__WHAT YOU HAVE TO DO__: Please extend the excerpt on inference-based therapy below, starting right after its final sentence.

__EXCERPT PROVIDED__:
According to inference-based therapy, individuals with obsessive-compulsive disorder attempt to resolve the doubt by modifying reality (via compulsions and neutralizations) which merely increase the imaginary pathological doubt rather than resolve it since reality is not the problem. Obsessions are hypothesized to begin with the initial doubt (“Maybe I could be dirty”) which is not a normal intrusion but a sign that the person is already in obsessional thinking.

Inference-based therapy hypothesizes that the doubt and investment in possibilities leave the person vulnerable to spiral into further imagined connections and dissociative absorption in what could further transpire.

History

Inference-based therapy was developed in the late 1990s for treating obsessive-compulsive disorder. Initially, the model was developed mostly for obsessive-compulsive disorder with overt compulsions and for individuals presenting obsessive-compulsive disorder with overvalued ideas (i.e., obsessions with a bizarre content and strongly invested by the individual, such as feeling dirty after seeing a dirty person), given that the model revolves around the imaginative, often idiosyncratic nature of the obsession. The model was expanded to all types of obsessions and compulsions. Inference-based therapy is now applied to anyone of the OCD spectrum disorder and believed to be applicable to other disorders as well.

Theoretical model

According to inference-based therapy, obsessional doubt (obsessions) result from a narrative constituted by a specific inductive-reasoning style characterized by a distrust of the senses and an overinvestment in remote possibilities. Individuals become absorbed in an imagined possibility forming the obsessional doubt (“perhaps my hands are dirty”) at the expense of what can be perceived with the senses in the here and now (“my eyes tell me that hands are clean”). The imagined possibility seems so credible that individuals live this possibility as if it were true, and experience physiological reactions, feelings of anxiety, and compulsions that are congruent with the imagined scenario and become immersed in the obsessional doubt. According to inference-based therapy, individuals are more prone to experience specific obsessions in some and not other areas because the content reflects an underlying vulnerable self-theme (e.g., “I might be the type of person who is neglectful”).

__PROVIDED MATERIAL__:
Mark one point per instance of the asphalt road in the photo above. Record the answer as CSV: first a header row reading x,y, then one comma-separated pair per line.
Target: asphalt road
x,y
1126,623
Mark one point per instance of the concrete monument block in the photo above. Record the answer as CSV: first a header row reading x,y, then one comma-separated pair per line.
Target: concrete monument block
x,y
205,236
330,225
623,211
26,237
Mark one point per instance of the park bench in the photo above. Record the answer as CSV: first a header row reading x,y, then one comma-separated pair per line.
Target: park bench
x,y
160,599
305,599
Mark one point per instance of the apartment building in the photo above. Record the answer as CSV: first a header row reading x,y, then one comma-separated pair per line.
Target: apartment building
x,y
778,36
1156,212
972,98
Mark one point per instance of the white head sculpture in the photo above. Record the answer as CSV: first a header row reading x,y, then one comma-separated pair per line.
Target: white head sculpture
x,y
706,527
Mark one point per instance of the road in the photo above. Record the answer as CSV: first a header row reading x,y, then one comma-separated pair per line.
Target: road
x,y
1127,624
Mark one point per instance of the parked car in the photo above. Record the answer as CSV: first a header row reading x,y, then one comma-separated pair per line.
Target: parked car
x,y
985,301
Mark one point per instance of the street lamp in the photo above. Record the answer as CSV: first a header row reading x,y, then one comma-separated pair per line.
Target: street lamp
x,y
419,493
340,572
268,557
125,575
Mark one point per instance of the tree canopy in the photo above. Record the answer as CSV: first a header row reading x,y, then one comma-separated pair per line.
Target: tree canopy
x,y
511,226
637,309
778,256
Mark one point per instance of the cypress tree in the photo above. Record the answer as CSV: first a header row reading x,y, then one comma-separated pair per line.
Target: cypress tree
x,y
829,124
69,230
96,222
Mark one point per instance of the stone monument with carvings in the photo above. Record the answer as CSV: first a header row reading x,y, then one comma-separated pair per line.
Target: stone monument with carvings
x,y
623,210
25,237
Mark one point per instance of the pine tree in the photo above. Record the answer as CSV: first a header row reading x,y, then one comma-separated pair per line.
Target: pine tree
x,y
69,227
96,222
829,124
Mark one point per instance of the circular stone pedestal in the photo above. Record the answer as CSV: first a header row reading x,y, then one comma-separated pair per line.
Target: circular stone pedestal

__REPLY TO THE EXERCISE__:
Treatment

The goal of inference-based therapy is to reorient clients towards trusting the senses and relating to reality in a normal, non-effortful way. Differences between normal and obsessional doubts are presented, and clients are encouraged to use their senses and reasoning as they do in non-obsessive-compulsive disorder situations. The exact moment where client cross over from reality to a possibility is identified, and clients are invited to go back to reality, use their senses, and tolerate the void of trusting the senses rather than enacting compulsive behaviors.

Empirical support

There is some empirical support for main premises of inference-based therapy regarding the role of inductive reasoning processes, the imagination, and inferential confusion. There is also evidence for the efficacy of inference-based therapy for obsessive-compulsive disorder.